State should address causes of stress in teaching profession

Work-related stress accounts for the longest stretches of absenteeism in both formal and non-formal work places in both developed and developing countries. [iStockphoto]

Work-related stress is a growing problem around the world that affects the health of workers and productivity of organisations.

Work-related stress arises where work demands and combinations exceed the person's capacity and capability to cope. Work-related stress is the second most common compensated illness/injury in developed countries, after musculoskeletal disorders.

Other sources of work-related stress include low pay and compensation to workers, conflict with co-workers or bosses, constant change, and threats to job security, such as potential redundancy.
In America, more than $133.9 million was paid in benefits to workers who had made claims related to workplace stress during the 2021/2022 tax year.

According to the National Health and Safety Commission in USA, work-related stress accounts for the longest stretches of absenteeism in both formal and non-formal work places in both developed and developing countries.

The teaching profession is the single largest employer in Kenya. There are 339,842 teachers employed in the country under the Teachers Service Commission to teach in both primary, junior secondary, secondary and tertiary institutions.

Whenever there is such a huge number of human resource to be managed under one employer, there are likely to be challenges. Organisational cultures of different school situations could lead to varied reactions that might affect the way teachers do their work. There is no standard organisational culture in schools, the smallest units of management of teachers in the teaching profession. This therefore means that for an institution to thrive in performance and ratings, teachers are required to invent their own culture of work to excel.

Different administrators adapt to varied ways of administration and management to realise the desired outcome. Good management leads to contentment and satisfaction by teachers and other stakeholders. Bad management practices cause discomfort and stress.

Teachers who are uncomfortable and discontented with the existing management with effects such as role conflict and asymmetrical bias are always compelled to seek transfers. Transfers are difficult to manage by the TSC, especially when many teachers are seeking to be moved at once. Transfers affect staff balancing in large regions.

Elsewhere, trauma related to past events at work places such as physical assaults, attack by strangers and disease outbreaks, such as the recent incidents at Mukumu Girls School that took away lives, affects teachers and could lead to stress.

Other stress causers for teachers include long hours at work, heavy workload due to under-staffing in most of our schools, tight deadlines for compliance to professional records such as schemes of work and lesson plans, appraisals filling and marking of books, boring work environment and over-supervision and high expectations from the employer, community and learners.

» **Recorded information**:

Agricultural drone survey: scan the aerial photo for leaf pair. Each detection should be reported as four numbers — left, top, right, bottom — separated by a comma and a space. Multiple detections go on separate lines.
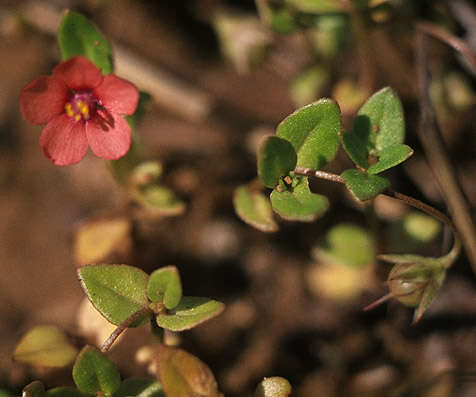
234, 99, 341, 231
78, 265, 224, 331
341, 87, 413, 201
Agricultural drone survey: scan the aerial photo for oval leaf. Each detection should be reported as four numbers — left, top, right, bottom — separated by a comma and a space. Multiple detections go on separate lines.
78, 265, 149, 327
21, 380, 46, 397
354, 87, 405, 154
258, 136, 297, 189
13, 325, 78, 368
273, 99, 341, 169
341, 131, 369, 169
58, 11, 113, 74
341, 169, 390, 201
147, 266, 182, 309
73, 346, 121, 396
255, 376, 292, 397
271, 178, 329, 222
157, 296, 225, 331
156, 345, 223, 397
233, 185, 278, 232
46, 386, 90, 397
74, 217, 132, 264
113, 378, 165, 397
312, 223, 375, 267
367, 144, 413, 174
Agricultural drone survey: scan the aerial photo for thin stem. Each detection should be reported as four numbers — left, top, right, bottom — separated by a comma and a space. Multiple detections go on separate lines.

» **Parts of the exercise**:
1 > In the article on stress in the teaching profession, how many teachers does the Teachers Service Commission employ in Kenya?
2 > Continue the article on stress in the teaching profession from its last paragraph.

» **Response list**:
1 > 339,842 teachers.

2 >
Lack of proper resources in many schools to enable high productivity by teachers could lead to stress since teachers might request the support of parents to facilitate success. Parents might see this as a burden and then turn the blame on teachers.

These factors might not be the main reasons of stress; direct teacher professional benefits such as few promotional opportunities, discrimination on benefits by teachers such as access to administrative opportunities and rewards for good work done, harassment at workplaces by opposite gender and lack of a structured way of motivating teachers may be a major cause of stress. Teachers can be motivated when they get an assurance that they can be getting regular salary increments after every circle of four to five years.

As the cost of life continues to skyrocket and inflation goes through the roof, teachers' salaries should be a constant concern for the employer so that as other Kenyans budget for their families with the realities of rising market prices of both food and other utility commodities, teachers are comfortable wherever they are.

Due to low pay and over commitment of the little earnings teachers get at the end of each month, most of them are stressed and demotivated. The Kenya National Union of Teachers made a proposal in September 2022 to the employer of a 60 per cent salary increment in review of the 2021-2026 CBA that was signed in September 2021 without a monetary gain for teachers. It is the belief of Knut that this proposal is factored in the 2023/2024 budget projections that will be presented to the nation this month.

Away from factoring in money in this budget, the TSC should strengthen the TIMEC Policy on Training and Mentorship of Teachers' right from the staff-room to the commission headquarters in order to address stress management and mental health challenges that arise from the cited professional challenges. Stress and mental illness can lead to loss of lives. Let's avoid it if we can.